Select every line in the data below that contains the string "instance". Letter case matters.

>> START Raw records

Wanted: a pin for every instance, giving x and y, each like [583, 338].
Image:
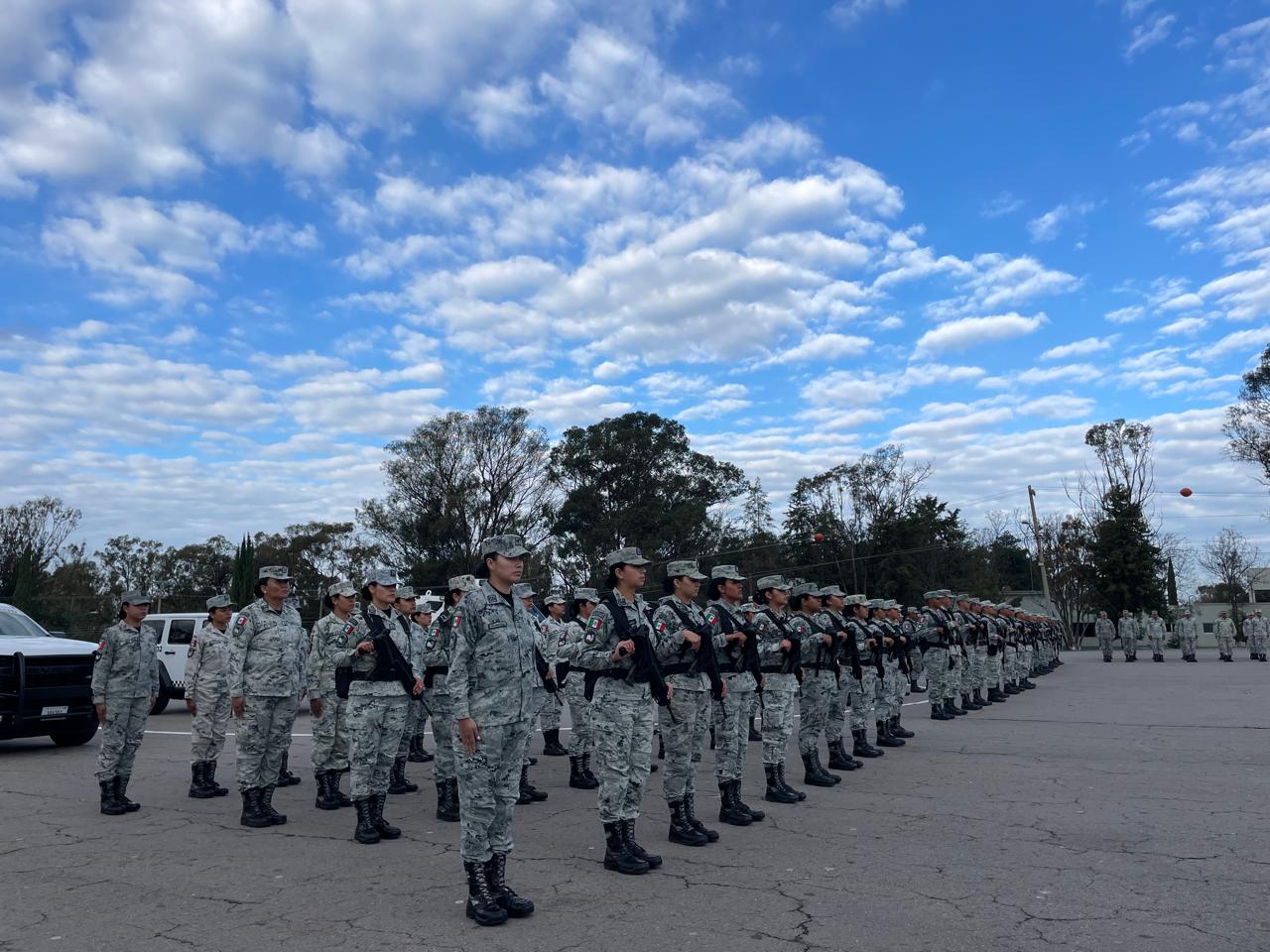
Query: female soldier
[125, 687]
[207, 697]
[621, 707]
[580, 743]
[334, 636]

>> END Raw records
>> START Raw records

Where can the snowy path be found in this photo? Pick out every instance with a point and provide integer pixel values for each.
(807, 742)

>> END Raw records

## Task response
Wanted: a pin for every instance, giving x and y, each like [583, 338].
Where can the snowy path be found in this photo? Pick out every instance with a point and provide integer pixel values for each.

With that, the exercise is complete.